Set problem. Write out, word for word, the part of the Michel Chiron interview below that runs from "PARIS — Michel" up to and including "with some colleagues.".

***** Page

PARIS — Michel Chiron was a simple educator in an institute for the mentally disabled in central France and led an uneventful life. In the 1980s, boredom and a love disappointment led him to participate in spiritualist séances with some colleagues.
The Catholic education he received in his childhood had been swept away by the cultural revolution of May 1968, and he proudly described himself as an atheist. However, as he started such practices in order to “have fun,” without believing in their effects, Chiron saw, with great astonishment, the pedestal table turn and the spirits communicate coherent messages through Scrabble letters.
A decade later, it is with a darker state of mind that he appealed to the same spirits again, alone, in search for answers regarding his romantic life. It was a step that will cost him dearly, as it enabled demonic spirits to take possession of his body and to torment him day and night for more than nine months.
In this interview with the Register, Chiron gives a chilling account of this authentic trip to hell — from which he came back, thanks to his return to the faith. Such a story is told in the newly published book J’étais Possédé (“I Was Possessed”).
Prefaced by Father Jean-Baptiste Golfier, a prominent expert in the field of exorcism and demonic possession, this book also provides a warning against the deleterious and unknown effects of occult practices, more and more popular in Western societies.
You claim to have been possessed by several demons 25 years ago. How did everything begin?
It was in 1993. I had recently been divorced. I had a free life, but I was feeling very lonely. I hoped I could start over. I didn’t want to grow old this way, so one day, I decided to ask questions to a pendulum with Scrabble letters.
When I did it with my colleagues 10 years earlier, we couldn’t get interesting answers. But I felt it was different this time. I was far more serious, and I was looking for answers to my questions and miseries. I wrote down the words, which were coherent but didn’t answer my deep questions about my emotional life. I was in desperate need of help. For about 10 days, every day after work, I tried to get some answers. I was impressed by the idea of an openness to the hereafter.
But one day, the letters said: “Now, we won’t need the pendulum anymore. We will talk to you directly, from inside you.” And I immediately heard weird voices coming from my head, from my chest and throat. They wanted to show me they could totally control me. At some point, they said, “It is the devil speaking.” I was so afraid. I trashed the pendulum right away and went immediately to bed. I slept like a brick. When I woke up, they started playing with me. “Yesterday we scared you, but now we will tell you the truth,” they said.

**********
***** Data

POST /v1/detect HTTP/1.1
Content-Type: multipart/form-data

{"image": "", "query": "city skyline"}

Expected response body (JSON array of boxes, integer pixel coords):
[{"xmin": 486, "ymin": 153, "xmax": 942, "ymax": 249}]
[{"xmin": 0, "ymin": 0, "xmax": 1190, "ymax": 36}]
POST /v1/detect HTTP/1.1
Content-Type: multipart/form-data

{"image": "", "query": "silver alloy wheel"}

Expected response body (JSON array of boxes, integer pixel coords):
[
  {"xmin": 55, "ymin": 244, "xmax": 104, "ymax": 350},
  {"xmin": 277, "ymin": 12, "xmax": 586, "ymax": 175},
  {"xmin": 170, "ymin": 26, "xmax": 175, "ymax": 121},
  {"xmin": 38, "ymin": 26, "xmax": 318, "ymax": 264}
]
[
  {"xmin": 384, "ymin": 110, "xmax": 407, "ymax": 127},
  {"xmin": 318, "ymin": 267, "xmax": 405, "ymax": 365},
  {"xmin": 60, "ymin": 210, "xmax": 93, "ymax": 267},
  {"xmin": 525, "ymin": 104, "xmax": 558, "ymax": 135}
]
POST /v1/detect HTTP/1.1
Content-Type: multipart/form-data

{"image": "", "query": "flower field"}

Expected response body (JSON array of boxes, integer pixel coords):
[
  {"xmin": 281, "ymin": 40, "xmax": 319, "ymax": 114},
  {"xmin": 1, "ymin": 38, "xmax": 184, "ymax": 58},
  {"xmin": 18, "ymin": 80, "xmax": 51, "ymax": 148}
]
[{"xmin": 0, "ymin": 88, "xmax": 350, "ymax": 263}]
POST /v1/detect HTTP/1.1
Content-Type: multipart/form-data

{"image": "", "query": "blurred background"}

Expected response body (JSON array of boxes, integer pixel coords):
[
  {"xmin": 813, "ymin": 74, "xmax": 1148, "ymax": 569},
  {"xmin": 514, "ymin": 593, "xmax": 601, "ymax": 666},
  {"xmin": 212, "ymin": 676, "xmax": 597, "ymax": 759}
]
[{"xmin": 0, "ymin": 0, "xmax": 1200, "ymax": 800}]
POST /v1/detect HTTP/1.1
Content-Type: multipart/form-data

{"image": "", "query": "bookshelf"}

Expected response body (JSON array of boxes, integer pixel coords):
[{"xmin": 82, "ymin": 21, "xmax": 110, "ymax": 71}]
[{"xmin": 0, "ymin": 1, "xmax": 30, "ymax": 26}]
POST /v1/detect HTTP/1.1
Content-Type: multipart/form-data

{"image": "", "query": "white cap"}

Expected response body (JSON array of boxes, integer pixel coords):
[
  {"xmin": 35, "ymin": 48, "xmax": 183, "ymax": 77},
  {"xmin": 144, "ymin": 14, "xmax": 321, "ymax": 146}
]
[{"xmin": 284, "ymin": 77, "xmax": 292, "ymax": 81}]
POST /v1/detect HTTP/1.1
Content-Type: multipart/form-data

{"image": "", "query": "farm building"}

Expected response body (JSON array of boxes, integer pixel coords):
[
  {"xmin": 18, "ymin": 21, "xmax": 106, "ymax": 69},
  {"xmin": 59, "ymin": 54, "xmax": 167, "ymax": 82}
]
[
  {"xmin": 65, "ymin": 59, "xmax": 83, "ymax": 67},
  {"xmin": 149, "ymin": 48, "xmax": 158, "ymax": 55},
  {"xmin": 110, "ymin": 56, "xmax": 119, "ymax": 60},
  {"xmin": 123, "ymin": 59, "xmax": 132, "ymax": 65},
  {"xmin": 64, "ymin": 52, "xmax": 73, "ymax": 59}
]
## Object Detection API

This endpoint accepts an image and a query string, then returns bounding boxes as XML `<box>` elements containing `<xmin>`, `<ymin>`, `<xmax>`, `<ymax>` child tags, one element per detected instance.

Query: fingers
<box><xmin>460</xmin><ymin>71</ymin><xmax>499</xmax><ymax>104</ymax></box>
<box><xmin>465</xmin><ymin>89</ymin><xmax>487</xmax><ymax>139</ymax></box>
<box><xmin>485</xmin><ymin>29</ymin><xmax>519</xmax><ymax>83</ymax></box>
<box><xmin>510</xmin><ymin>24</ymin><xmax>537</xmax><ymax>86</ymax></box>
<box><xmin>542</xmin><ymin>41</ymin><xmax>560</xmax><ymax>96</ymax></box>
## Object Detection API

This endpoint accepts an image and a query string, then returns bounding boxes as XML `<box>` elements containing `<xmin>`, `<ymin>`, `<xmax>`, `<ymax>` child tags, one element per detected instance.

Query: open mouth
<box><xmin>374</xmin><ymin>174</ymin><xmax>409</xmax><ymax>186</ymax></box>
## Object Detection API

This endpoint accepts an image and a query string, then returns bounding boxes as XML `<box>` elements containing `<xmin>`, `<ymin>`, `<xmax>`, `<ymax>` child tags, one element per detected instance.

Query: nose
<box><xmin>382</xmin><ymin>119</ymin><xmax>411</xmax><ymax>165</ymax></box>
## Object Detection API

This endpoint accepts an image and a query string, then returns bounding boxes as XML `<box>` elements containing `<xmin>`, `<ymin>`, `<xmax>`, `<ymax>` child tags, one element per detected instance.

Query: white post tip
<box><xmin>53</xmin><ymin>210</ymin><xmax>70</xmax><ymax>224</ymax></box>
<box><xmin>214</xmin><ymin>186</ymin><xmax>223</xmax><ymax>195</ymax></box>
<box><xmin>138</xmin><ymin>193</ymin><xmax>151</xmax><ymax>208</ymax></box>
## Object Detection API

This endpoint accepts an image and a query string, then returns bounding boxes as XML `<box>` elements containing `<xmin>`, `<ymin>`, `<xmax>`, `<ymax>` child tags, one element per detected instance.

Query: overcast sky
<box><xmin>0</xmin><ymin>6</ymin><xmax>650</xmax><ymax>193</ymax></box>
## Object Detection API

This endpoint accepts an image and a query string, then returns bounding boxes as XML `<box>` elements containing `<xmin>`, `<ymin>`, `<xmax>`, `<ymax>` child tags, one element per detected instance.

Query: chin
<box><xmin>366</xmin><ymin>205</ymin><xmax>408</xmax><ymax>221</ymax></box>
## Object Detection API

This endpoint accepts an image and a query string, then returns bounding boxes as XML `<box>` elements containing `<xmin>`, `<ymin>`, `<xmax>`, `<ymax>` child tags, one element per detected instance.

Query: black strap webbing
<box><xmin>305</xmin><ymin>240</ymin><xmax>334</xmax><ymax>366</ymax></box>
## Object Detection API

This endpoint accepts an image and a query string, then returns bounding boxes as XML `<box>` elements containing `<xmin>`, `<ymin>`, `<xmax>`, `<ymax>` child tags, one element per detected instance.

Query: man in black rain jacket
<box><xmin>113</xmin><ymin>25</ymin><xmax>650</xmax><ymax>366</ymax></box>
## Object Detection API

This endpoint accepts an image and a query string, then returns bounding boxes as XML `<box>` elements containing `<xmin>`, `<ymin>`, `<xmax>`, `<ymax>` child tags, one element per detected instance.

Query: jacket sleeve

**********

Complete response.
PARIS — Michel Chiron was a simple educator in an institute for the mentally disabled in central France and led an uneventful life. In the 1980s, boredom and a love disappointment led him to participate in spiritualist séances with some colleagues.